* _Task directions_: Copy every line of the records from the line containing "One pin marks each instance of the pine seedling." through the end of the records, requests included, and shift each coordinate by adding 60 to both its numbers.

* _Materials provided_:
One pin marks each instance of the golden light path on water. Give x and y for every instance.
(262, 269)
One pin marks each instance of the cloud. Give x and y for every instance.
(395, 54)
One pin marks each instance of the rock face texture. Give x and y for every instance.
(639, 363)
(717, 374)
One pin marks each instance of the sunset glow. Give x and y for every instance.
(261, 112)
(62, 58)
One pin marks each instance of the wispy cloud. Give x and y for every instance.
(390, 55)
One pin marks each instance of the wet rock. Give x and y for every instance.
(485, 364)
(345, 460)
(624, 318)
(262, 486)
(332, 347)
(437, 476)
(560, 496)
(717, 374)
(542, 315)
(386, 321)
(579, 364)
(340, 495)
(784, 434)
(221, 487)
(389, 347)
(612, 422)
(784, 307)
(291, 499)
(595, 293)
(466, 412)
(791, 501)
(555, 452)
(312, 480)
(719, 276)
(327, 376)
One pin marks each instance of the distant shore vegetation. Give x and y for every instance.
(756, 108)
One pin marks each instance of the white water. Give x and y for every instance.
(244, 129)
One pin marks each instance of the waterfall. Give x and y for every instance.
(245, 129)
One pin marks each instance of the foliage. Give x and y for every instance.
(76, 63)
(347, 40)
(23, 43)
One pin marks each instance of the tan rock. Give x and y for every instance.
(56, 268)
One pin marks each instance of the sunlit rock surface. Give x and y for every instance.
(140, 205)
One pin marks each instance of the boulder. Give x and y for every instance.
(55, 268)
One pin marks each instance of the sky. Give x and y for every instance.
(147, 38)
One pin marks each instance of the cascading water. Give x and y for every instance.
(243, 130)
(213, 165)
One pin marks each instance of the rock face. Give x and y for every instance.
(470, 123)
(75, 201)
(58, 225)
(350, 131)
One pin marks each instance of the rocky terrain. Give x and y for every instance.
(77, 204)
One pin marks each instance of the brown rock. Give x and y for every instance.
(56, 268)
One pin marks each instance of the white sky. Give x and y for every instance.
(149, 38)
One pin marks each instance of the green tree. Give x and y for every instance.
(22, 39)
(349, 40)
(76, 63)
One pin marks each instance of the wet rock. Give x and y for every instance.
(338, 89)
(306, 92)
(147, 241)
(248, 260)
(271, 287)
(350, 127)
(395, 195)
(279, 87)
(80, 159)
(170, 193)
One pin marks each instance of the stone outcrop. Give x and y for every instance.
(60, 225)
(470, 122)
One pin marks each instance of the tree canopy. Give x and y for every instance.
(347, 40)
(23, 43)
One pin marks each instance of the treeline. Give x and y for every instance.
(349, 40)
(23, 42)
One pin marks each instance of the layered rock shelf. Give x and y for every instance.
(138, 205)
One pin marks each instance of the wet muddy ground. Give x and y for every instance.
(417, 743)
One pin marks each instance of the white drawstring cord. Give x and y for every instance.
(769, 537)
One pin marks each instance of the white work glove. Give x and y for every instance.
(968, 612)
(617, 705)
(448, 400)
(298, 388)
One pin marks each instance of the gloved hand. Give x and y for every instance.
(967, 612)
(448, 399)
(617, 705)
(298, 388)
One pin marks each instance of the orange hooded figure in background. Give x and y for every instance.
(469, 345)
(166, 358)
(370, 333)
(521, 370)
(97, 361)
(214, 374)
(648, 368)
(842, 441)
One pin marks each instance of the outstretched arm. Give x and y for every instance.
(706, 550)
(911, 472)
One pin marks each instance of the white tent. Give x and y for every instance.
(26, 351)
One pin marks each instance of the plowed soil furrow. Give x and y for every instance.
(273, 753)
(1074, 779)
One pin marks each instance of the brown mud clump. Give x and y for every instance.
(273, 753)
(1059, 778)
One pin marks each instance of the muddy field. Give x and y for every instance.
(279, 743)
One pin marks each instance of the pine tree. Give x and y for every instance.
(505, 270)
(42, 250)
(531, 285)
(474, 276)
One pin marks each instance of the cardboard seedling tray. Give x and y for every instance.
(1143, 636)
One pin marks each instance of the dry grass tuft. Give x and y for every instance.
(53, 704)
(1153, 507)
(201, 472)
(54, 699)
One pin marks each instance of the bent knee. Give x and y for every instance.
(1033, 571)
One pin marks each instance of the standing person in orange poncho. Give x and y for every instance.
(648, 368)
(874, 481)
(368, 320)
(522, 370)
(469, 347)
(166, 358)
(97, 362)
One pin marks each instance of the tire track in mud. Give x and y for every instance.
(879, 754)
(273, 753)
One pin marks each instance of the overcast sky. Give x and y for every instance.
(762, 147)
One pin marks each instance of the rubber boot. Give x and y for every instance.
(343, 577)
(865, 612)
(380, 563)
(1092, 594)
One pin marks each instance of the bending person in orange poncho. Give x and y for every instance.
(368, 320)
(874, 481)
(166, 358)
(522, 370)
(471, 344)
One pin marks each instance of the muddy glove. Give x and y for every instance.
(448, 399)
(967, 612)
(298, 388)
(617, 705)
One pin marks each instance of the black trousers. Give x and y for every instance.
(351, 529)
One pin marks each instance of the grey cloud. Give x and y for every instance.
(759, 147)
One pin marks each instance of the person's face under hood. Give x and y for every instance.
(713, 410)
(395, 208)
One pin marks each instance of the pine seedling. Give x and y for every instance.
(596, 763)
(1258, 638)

* _Response to this exercise_:
One pin marks each instance of the pine seedling. Give x and y for every instance.
(656, 823)
(1318, 698)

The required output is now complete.